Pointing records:
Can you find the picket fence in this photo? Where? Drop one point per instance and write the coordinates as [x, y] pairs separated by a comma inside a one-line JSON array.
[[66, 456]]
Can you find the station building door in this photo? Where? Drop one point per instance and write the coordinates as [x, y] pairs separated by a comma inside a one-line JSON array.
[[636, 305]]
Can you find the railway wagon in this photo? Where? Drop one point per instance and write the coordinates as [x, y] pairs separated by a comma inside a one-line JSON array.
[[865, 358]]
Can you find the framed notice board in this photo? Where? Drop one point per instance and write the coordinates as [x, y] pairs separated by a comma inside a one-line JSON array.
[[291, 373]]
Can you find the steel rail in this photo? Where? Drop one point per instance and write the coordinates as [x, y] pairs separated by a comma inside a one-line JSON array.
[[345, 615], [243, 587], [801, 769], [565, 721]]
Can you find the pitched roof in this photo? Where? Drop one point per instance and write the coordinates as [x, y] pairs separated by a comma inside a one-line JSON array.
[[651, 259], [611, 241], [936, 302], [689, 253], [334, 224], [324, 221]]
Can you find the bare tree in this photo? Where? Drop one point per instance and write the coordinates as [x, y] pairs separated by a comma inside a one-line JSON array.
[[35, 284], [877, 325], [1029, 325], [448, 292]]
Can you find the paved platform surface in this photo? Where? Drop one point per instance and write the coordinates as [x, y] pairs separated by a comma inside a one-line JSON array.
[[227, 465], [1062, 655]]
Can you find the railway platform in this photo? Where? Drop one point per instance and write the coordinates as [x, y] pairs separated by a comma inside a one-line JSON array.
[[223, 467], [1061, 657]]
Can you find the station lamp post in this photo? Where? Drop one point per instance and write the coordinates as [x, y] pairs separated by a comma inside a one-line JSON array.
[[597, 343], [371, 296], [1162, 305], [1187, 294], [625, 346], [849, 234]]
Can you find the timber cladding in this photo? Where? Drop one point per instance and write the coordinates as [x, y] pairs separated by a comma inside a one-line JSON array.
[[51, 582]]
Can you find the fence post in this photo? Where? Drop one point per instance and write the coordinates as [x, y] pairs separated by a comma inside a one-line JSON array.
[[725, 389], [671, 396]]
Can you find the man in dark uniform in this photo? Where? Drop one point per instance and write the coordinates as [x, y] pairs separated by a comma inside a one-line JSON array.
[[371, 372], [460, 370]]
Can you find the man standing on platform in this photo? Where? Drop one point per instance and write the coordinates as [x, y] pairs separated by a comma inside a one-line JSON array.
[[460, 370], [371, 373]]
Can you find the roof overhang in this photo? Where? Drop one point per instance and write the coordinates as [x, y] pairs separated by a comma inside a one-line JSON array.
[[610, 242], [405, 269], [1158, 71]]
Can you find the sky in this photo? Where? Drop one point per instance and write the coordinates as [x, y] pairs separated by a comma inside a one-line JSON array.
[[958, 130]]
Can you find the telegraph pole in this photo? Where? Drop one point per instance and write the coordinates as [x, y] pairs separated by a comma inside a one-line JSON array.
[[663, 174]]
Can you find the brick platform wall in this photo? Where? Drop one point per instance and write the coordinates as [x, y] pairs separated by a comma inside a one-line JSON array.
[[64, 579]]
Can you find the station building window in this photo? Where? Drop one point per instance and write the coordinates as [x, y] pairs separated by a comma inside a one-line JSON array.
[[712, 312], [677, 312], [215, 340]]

**What needs to be done:** Pull every line of the material above out verbatim, from the first line to the last, with nothing changed.

**Result for this exercise:**
Can you find the picket fence in this photo? Where? Drop one point per instance and write the coordinates as [x, y] pairs separated by a comma inside a one-line JSON array.
[[66, 456]]
Can you find the station building door in this photo? Where? Drop one point per instance and write the coordinates as [x, y] pairs separated by a comma inside a one-line JSON array.
[[636, 305]]
Can you find the railway wagon in this photo? Where? Drop one point per instance and write the coordinates as [x, y] pairs separated by a comma inside a one-line JSON array.
[[865, 358]]
Can you find the framed notice board in this photo? Where? Drop one point per instance and write the coordinates as [x, y] pairs separated by a comma inside a one-line JSON array.
[[291, 373]]
Can you find the steel rail in this photo? Where? Drop one point per instance and write the coordinates as [x, y] pairs separated by a comma inside a one-line JSON array.
[[345, 615], [243, 587], [801, 769], [565, 721]]
Can you find the pitched roof in this photo? Where? Drop one point per instance and write the coordinates as [x, y] pairs separated by a comma inside a one-line JSON array.
[[651, 259], [611, 241], [936, 302], [689, 253], [334, 224], [324, 221]]
Can you find the bare tree in this photo? Where? Drop one point per instance and write the coordinates as [x, y] pairs separated by a comma inside a one-line JSON array.
[[35, 284], [877, 325], [1029, 325], [448, 292]]
Can you find the paved platform surface in this photo? Where? Drop one point per instance and write the coordinates as [x, y] pairs separated by a comma inside a one-line JSON array.
[[227, 465], [1062, 655]]
Can you find the railway platform in this photo? Where? Drop one point per instance and write the coordinates as [x, y] pairs separated by a comma inside a one-line JSON array.
[[223, 467], [1061, 657]]
Can you find the station lamp post in this photo? Where? Drop one point per instance and write the coordinates as [x, y] pairs separated by a comma inside a one-line JSON array.
[[597, 343], [371, 296], [1162, 305], [1187, 294], [625, 346], [849, 234]]
Can you find the timber cladding in this photo? Where? Drop one point per instance and write the coordinates as [x, y] pairs separated by a comma inside a one-line JSON array.
[[51, 582]]
Can you find the fence post in this photo? Where? Drop one point per instance and write the coordinates as [x, y] pairs separated by a comma inside a one-line JSON array.
[[725, 389], [671, 396]]
Can you find the man in dark uniform in this photo? Where? Drop one point per instance and write the coordinates as [x, y] pairs separated by a comma inside a one-line JSON array.
[[371, 372], [460, 370]]
Can you find the man standing on platform in this photo? Where? Drop one point per instance and write the coordinates as [x, y] pairs separated by a comma inside a one-line JSON array.
[[460, 370], [371, 373]]
Can you find the roof overhang in this photo? Where? Drop one point per instance and write the coordinates as [x, y] pairs separated by a comma inside a one-line JSON array.
[[610, 242], [405, 269], [1158, 71]]
Can you find the sky in this photo? Where? Drop one point per instance and write the coordinates as [x, y] pairs separated by a comma inside a one-line JSON array.
[[958, 130]]
Can you find the telegraph pole in this photo? Where? Drop one point per instance and write the coordinates as [x, y] pairs separated by a comma inside a one-line JSON array.
[[663, 174]]
Can you find the brick platform wall in this photo? Where? Drop one point per instance and write the coordinates as [x, y] pairs separated by a comma inside a one-line JSON array.
[[64, 579]]
Can you find the station building window in this photo? Where? Drop one point per instance and write the coordinates as [x, y] pairs separated by a comma inside a one-line JSON array.
[[712, 312], [677, 312], [215, 340]]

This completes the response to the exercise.